THE TASK
Please tally how many lines in the items below contain the string "blue", matching case exactly, and reply with only that number.

DATA RECORDS
┄┄┄┄┄┄

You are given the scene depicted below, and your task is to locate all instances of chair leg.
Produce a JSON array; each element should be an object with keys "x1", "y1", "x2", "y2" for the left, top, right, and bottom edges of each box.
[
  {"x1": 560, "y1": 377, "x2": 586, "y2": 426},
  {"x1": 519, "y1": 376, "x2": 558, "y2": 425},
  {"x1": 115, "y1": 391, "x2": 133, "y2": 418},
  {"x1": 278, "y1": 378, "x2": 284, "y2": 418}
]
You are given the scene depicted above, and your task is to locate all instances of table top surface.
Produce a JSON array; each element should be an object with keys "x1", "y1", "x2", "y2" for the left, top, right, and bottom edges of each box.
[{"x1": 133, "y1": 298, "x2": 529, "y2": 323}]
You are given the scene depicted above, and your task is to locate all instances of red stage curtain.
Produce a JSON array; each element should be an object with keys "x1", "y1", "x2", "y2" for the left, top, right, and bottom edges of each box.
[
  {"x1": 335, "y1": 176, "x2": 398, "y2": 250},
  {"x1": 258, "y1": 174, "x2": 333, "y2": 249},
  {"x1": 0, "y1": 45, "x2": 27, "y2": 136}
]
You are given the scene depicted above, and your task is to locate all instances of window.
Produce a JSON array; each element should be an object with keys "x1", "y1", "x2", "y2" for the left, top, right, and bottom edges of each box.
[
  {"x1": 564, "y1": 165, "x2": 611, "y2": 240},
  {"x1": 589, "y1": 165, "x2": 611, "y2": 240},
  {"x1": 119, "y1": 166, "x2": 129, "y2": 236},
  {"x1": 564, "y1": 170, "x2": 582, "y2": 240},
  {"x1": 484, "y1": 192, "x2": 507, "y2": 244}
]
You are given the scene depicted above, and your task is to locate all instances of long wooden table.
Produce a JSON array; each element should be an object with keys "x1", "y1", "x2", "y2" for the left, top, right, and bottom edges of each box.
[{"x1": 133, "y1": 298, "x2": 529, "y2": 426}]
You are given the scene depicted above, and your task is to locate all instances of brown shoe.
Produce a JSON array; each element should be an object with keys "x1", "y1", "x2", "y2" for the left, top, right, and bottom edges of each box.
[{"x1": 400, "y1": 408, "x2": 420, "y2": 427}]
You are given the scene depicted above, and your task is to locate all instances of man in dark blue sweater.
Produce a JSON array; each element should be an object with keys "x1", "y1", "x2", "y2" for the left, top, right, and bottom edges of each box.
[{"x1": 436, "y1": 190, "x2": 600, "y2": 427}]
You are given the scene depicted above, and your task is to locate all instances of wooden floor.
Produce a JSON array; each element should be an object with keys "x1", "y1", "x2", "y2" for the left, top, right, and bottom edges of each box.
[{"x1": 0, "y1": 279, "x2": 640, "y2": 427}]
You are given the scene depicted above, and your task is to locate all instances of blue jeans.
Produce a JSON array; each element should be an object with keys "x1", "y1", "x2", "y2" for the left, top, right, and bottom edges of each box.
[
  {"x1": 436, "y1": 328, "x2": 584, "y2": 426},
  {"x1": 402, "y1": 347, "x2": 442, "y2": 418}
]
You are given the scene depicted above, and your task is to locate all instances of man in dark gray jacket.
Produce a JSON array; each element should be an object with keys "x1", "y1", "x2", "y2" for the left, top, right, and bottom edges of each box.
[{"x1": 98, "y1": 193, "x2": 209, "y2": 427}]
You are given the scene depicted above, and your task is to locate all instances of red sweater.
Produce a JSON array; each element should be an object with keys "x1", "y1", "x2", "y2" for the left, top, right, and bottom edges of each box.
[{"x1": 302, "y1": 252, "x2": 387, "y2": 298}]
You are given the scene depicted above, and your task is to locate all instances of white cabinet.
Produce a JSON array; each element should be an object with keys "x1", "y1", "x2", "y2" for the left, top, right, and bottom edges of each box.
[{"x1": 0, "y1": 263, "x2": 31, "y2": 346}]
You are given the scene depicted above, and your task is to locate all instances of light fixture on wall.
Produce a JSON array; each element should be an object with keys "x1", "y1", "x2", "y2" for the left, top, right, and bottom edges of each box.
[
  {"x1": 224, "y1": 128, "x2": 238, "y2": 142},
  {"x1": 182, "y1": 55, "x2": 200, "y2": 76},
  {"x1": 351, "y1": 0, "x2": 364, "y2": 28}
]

┄┄┄┄┄┄

ANSWER IN FULL
2